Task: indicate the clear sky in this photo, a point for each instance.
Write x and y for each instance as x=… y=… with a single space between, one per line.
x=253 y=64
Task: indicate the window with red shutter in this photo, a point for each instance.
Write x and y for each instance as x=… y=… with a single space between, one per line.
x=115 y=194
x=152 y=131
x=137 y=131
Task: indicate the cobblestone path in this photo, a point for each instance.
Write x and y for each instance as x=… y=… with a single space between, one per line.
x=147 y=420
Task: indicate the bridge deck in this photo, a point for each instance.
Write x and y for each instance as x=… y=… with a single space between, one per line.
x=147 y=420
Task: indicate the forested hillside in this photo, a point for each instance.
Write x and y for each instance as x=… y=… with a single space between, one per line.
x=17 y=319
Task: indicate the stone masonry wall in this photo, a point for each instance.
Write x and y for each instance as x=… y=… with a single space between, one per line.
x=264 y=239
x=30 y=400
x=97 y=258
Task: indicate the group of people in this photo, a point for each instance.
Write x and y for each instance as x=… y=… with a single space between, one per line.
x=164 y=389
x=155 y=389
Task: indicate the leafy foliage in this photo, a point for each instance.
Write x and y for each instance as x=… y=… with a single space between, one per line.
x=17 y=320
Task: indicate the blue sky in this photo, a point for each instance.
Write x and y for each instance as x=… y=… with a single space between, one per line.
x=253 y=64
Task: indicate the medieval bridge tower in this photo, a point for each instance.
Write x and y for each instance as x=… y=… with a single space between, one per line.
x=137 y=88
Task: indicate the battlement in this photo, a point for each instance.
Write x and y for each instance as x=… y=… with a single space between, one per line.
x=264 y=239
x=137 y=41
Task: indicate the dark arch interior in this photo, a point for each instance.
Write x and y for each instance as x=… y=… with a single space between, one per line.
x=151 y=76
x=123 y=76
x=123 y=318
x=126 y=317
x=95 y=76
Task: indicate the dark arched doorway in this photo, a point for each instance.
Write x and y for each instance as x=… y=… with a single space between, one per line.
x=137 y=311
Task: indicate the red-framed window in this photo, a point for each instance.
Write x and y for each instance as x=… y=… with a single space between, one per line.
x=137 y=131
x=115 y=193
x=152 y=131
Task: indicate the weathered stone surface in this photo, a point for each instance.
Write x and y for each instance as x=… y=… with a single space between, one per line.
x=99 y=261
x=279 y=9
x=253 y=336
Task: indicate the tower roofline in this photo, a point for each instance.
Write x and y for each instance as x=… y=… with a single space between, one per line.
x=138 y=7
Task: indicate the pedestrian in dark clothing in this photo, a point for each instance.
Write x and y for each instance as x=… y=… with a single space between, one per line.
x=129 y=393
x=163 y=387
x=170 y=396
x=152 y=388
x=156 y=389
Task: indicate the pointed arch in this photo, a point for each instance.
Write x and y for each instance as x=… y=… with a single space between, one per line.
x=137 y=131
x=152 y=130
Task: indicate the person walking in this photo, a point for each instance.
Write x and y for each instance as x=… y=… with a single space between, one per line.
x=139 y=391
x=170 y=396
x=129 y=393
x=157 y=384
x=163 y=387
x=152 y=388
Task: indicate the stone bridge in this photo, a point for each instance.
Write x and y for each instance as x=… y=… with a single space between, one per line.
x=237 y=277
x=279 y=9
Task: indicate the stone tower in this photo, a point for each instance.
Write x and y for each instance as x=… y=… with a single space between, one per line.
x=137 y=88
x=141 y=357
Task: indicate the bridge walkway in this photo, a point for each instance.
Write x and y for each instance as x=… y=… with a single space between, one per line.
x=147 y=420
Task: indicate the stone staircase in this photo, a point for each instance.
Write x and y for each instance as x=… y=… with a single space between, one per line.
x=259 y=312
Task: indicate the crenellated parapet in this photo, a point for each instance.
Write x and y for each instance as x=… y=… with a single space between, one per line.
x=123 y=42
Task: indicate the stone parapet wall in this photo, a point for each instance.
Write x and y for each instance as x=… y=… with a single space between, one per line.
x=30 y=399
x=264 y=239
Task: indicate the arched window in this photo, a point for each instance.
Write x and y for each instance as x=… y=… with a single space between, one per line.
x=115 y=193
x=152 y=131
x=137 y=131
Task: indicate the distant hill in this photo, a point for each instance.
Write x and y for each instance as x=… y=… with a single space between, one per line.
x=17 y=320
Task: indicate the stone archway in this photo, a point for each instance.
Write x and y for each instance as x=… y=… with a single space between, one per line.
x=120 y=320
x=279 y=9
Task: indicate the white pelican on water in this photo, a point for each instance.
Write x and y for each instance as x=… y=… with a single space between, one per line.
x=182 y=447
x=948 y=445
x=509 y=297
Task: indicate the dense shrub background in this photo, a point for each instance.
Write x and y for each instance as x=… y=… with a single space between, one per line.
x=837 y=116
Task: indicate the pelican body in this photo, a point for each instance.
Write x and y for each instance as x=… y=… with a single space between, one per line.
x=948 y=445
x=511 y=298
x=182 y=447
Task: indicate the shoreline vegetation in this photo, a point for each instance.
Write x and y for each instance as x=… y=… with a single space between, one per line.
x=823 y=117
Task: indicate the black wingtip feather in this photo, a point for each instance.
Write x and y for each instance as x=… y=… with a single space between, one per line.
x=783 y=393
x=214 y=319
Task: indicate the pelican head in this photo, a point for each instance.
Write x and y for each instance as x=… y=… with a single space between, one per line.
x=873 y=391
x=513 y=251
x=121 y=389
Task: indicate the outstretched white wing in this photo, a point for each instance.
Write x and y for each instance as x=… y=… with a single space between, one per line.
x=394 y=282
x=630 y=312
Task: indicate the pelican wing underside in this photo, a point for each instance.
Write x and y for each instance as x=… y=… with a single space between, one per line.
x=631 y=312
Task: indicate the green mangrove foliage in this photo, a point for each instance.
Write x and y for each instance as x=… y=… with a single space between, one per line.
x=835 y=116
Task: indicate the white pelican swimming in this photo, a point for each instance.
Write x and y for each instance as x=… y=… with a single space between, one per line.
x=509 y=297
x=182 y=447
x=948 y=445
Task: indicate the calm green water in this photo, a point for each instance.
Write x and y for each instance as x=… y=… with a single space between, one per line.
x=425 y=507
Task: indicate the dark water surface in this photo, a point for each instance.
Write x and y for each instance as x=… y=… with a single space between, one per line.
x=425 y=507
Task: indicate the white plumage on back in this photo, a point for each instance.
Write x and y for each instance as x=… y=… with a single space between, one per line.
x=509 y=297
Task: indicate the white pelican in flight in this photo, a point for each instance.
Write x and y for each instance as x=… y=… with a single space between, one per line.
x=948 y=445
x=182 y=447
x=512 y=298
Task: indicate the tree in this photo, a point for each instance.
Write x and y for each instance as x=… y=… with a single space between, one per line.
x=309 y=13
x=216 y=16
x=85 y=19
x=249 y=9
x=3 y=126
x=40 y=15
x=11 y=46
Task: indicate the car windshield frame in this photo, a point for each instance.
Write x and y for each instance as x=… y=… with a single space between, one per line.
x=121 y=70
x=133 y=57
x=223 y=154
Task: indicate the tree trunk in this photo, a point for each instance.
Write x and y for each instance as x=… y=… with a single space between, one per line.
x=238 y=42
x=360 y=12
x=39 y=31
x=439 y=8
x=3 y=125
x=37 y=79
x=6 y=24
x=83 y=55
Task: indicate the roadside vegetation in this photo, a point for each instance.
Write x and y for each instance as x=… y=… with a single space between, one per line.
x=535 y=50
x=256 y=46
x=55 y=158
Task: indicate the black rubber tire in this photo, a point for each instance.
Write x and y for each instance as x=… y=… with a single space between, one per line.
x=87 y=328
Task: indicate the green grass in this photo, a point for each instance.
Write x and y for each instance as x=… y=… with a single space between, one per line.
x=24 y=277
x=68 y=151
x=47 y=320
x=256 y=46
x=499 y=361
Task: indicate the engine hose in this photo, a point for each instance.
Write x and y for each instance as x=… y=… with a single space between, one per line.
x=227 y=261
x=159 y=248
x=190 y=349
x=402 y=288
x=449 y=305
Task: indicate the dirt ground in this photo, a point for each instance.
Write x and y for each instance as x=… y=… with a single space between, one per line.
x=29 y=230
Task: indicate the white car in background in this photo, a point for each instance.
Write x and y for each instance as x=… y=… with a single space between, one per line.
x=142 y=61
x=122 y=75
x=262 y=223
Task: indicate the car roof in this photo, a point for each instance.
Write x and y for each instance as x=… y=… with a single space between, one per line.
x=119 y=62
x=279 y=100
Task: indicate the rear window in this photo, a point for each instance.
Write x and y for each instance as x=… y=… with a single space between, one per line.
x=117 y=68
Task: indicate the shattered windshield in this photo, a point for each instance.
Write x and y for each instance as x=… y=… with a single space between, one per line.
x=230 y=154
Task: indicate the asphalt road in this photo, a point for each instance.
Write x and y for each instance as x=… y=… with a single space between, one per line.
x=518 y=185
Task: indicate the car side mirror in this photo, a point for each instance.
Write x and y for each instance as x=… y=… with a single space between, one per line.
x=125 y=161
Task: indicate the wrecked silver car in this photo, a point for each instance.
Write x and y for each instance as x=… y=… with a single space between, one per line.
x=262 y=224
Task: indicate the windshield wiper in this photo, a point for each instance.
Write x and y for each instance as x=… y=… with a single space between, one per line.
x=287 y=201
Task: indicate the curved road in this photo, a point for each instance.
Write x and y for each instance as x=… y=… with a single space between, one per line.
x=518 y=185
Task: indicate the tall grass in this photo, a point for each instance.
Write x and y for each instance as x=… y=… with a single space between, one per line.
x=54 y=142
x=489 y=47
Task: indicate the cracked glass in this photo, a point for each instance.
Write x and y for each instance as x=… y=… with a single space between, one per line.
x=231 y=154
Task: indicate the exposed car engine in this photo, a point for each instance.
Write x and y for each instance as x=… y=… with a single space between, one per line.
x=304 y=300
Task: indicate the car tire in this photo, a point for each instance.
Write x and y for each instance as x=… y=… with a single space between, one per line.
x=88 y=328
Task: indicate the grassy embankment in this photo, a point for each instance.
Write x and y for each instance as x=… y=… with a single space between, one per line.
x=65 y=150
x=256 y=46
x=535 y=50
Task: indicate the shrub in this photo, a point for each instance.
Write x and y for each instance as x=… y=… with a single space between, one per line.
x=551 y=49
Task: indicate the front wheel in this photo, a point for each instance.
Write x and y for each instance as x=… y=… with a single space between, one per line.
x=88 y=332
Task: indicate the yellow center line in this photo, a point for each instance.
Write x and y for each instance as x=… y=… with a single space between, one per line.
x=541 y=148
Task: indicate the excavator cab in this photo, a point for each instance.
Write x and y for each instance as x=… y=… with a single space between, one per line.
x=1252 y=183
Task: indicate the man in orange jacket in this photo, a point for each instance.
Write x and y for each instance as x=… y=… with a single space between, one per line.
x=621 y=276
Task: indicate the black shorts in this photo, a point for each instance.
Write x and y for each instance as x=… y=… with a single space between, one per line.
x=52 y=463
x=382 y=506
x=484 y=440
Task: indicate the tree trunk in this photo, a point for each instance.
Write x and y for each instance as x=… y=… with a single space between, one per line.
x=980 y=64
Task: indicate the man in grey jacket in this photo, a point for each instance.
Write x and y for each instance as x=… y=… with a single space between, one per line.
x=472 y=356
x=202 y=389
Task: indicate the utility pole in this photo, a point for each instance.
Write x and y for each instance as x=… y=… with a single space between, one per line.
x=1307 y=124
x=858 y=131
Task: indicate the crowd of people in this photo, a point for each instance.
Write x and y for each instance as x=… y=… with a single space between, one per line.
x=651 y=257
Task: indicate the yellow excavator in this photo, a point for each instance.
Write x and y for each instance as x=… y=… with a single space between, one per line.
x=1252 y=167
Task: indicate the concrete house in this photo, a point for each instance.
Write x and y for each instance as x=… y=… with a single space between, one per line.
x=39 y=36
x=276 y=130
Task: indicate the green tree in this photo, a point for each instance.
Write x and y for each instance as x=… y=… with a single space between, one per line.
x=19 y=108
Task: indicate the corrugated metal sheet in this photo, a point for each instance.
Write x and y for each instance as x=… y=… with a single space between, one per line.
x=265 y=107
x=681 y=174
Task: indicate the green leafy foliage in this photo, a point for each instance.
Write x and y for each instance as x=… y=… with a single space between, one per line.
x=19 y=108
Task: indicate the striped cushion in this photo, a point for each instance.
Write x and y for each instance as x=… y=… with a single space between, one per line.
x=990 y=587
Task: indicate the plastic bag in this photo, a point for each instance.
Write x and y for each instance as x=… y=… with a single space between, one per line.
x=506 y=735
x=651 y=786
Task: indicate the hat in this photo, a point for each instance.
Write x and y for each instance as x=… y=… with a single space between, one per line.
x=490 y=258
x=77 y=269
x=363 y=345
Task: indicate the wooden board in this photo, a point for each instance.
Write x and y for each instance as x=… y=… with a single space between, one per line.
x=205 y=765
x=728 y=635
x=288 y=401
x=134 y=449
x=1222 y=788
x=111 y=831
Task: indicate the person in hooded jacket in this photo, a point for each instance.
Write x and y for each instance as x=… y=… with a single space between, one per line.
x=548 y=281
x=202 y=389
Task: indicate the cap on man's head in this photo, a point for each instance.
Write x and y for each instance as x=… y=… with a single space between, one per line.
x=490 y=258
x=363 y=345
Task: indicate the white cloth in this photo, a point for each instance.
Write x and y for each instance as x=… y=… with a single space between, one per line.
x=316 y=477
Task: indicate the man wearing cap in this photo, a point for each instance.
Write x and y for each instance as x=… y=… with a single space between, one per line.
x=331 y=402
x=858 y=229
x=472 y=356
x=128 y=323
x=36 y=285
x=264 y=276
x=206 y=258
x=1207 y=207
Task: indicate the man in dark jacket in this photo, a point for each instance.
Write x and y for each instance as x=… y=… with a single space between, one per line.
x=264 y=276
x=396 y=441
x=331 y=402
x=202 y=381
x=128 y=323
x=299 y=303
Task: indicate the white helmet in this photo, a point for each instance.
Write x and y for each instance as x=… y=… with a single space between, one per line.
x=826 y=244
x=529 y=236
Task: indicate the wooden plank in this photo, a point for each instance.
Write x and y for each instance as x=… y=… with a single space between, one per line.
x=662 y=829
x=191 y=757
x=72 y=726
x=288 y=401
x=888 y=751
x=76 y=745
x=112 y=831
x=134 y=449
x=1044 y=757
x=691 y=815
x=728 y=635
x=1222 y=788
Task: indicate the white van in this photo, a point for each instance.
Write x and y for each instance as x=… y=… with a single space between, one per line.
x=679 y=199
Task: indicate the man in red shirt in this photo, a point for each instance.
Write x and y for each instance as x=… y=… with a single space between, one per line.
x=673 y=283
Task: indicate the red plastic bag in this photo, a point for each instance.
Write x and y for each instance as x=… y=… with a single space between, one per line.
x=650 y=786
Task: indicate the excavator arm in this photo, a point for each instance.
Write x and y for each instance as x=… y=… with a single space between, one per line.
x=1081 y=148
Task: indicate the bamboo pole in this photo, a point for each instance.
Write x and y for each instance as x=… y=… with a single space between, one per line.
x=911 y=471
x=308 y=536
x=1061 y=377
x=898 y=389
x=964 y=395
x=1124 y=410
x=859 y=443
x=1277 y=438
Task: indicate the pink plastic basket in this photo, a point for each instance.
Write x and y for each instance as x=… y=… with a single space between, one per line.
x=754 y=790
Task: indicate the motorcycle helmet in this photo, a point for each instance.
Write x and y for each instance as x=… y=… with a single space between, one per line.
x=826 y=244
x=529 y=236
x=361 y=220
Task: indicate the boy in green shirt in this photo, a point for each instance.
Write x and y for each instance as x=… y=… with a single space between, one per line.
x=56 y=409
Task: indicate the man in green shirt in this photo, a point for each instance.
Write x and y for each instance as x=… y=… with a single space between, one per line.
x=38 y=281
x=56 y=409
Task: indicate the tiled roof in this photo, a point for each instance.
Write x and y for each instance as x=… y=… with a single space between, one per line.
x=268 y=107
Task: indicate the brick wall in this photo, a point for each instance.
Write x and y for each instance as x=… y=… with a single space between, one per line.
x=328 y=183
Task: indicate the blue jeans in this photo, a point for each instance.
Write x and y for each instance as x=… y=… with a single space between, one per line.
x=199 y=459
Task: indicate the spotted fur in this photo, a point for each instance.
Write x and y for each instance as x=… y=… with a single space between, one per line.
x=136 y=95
=-=-=
DIRECTIONS ::
Beginning with the line that contains "Task: indicate the boy", repeat every line through the end of the records and nothing more.

COMPLETED TASK ::
Task: indicate the boy in green shirt in this photo, a point for each instance.
Write x and y for each instance as x=… y=… with a single space between, one per line.
x=56 y=409
Task: indicate the man in green shirt in this photo, a point for each instance.
Write x and y for each instance as x=… y=… with a single space between, one per line.
x=38 y=281
x=56 y=409
Task: indicate the tiled roof in this photo, a point for each instance.
Write x and y for each instance as x=… y=… with a single space between, one per line.
x=268 y=107
Task: indicate the brick wall in this photo, a point for each instance.
Write x and y for each instance as x=… y=… with a single space between, one per line.
x=328 y=183
Task: indicate the blue jeans in this photo, a point for each instance.
Write x and y for each instance as x=… y=… with a single space between, one per line.
x=199 y=459
Task: indicate the spotted fur in this photo, a point for each instance.
Write x and y for each instance as x=… y=… with a single space between, one per line.
x=136 y=95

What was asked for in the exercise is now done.